**TASK DESCRIPTION**
Transcribe each line below word for word.

**INPUT DATA**
***

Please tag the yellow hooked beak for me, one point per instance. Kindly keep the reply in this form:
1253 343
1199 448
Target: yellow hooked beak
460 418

***

**WRITTEN SOLUTION**
Please tag the yellow hooked beak for me, one point per instance. Kindly keep the reply in this form:
1253 343
1199 448
Target: yellow hooked beak
460 418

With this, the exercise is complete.